6D Lecture 1B: Logic and Propositions

proposition

statement that is either true or false

is x>5 a proposition?

yes, it is true.

truth value

the label we attach to a proposition, either true or false

compound proposition

proposition that connects simple proposition using logical operations

conjunction

• a compound proposition with the symbol ^ (and)

• true when both p and q are true

• if p or q is false, the conjunction as a whole is false

when is p^q false

when p or q is false

truth table

table that shows every possible combo of true or false for the variables, and the result

disjunction

• a compound proposition with the symbol v (or)

• has an inclusive and exclusive or

• the proposition is only false when both p and q are false, but is true when either p or q is true (or both)

what is the difference between inclusive or and exclusive or? which one should you assume?

• inclusive or includes the case where both p and q are true

• exclusive or is only true when p or q is true, not both

• assume or is always inclusive unless stated otherwise

negation

• symbol that flips the truth value (¬)

• if p is true, ¬p is false

• if p is false. ¬p is true

• instead of working with 2 variables p and q, it only operates on a single proposition like p and changes its state instead of comparing 2 propositions

what would a truth table for negation ¬ look like?

2 rows, if p is true ¬p is false and vice versa

what is the order of precedence when solving combined operations

1) ¬ 2) ^ 3) v 4) → 5) ≣

evaluate the order in which p v ¬q ^ r would be solved

p v [(¬q)^r]

logical equivalence

• when 2 propositions have the same truth value for every possible input combo

• check by making a truth table for each proposition and comparing the final result columns, match if they’re equivalent

which notation shows two propositions are logically equivalent

≣

De Morgan’s first law

• not (p and q) = not p, or not q

• ¬(p ^ q) = ¬p v ¬q

De Morgan’s second law

• not (p or q) = not p, and not q

• ¬(p v q) = ¬p ^ ¬q

evaluate using De Morgan’s Law: “Its not the case that its hot AND sunny”

**Provided information**
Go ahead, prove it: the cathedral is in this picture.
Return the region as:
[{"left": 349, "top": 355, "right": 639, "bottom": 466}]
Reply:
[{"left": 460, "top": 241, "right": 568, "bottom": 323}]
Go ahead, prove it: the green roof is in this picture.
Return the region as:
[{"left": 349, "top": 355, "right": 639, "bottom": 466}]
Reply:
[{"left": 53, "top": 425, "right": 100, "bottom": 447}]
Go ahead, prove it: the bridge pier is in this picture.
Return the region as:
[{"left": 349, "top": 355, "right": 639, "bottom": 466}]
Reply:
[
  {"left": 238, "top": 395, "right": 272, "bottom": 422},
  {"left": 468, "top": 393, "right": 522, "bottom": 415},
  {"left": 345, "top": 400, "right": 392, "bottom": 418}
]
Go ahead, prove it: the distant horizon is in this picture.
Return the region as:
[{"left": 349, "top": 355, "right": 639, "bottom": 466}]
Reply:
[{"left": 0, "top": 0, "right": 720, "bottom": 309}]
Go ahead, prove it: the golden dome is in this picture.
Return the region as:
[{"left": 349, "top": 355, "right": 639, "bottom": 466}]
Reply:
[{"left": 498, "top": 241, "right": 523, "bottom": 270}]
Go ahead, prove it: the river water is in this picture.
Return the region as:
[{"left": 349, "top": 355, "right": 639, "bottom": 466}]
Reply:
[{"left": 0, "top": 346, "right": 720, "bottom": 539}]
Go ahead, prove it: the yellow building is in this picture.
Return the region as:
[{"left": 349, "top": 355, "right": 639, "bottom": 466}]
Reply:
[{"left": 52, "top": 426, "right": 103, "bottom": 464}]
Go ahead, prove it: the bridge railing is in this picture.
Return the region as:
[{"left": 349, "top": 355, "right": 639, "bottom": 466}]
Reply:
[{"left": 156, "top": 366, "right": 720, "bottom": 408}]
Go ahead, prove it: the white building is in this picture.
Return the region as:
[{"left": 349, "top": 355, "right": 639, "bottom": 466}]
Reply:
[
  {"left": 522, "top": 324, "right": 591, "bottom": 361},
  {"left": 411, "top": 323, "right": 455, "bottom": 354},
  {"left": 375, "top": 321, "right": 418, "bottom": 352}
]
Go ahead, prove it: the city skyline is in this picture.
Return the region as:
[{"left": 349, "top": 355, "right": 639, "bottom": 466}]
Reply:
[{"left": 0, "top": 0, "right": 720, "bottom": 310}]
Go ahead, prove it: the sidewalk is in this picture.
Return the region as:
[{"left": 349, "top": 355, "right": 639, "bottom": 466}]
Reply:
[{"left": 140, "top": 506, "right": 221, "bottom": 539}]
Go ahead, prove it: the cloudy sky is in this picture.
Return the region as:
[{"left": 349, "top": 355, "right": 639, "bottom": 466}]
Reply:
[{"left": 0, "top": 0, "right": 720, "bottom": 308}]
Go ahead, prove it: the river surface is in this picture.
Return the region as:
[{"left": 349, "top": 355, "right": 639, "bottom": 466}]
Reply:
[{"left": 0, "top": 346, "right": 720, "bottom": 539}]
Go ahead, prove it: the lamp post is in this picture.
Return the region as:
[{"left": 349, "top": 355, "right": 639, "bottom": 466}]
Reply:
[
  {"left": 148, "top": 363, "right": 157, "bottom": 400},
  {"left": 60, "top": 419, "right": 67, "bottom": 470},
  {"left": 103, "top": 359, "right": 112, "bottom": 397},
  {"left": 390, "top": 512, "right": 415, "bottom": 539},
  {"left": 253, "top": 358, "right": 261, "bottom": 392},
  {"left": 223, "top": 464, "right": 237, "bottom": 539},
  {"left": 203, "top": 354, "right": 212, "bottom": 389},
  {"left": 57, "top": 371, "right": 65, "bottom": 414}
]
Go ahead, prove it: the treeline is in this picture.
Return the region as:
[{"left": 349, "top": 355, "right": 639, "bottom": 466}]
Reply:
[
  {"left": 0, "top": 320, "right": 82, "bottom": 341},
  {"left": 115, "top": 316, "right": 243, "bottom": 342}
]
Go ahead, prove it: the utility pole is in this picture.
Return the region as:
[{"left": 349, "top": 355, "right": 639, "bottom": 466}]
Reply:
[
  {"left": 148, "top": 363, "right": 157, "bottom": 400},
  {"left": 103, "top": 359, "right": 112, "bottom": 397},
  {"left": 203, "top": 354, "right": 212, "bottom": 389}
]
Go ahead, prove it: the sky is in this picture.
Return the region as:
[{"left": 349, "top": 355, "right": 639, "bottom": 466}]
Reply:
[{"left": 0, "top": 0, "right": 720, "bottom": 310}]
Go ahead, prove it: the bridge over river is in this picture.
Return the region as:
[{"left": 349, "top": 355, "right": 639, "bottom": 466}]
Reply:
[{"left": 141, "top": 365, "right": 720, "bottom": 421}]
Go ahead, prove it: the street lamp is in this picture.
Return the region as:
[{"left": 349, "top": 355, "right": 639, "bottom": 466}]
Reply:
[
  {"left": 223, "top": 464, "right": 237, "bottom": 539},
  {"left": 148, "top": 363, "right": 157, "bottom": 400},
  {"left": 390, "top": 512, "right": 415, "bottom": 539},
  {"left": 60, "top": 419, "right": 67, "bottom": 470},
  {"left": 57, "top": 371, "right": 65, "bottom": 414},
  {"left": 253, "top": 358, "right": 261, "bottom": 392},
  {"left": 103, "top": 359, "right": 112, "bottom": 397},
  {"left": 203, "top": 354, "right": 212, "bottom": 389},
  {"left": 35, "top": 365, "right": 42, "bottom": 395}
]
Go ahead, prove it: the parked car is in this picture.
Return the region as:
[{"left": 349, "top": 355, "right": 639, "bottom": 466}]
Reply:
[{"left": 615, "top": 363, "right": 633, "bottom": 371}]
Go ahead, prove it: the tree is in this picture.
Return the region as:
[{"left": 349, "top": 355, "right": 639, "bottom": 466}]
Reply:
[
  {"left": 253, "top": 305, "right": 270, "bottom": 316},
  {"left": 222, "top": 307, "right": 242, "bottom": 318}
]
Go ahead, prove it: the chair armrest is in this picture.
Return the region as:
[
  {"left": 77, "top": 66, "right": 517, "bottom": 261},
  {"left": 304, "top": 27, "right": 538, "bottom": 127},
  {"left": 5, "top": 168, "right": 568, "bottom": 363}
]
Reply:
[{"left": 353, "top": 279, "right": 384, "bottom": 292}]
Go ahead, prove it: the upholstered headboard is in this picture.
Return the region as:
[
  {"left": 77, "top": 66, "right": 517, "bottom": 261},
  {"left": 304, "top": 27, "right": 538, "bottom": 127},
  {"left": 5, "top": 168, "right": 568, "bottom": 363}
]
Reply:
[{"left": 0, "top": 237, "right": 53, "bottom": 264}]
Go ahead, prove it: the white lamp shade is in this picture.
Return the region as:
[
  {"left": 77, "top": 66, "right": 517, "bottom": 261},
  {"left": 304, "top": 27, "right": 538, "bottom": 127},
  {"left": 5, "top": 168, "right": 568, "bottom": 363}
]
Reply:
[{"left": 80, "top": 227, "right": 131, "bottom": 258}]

**Problem details**
In the notes on logic and propositions above, which kind of "or" should be assumed unless stated otherwise?

**Finished answer**
Inclusive or.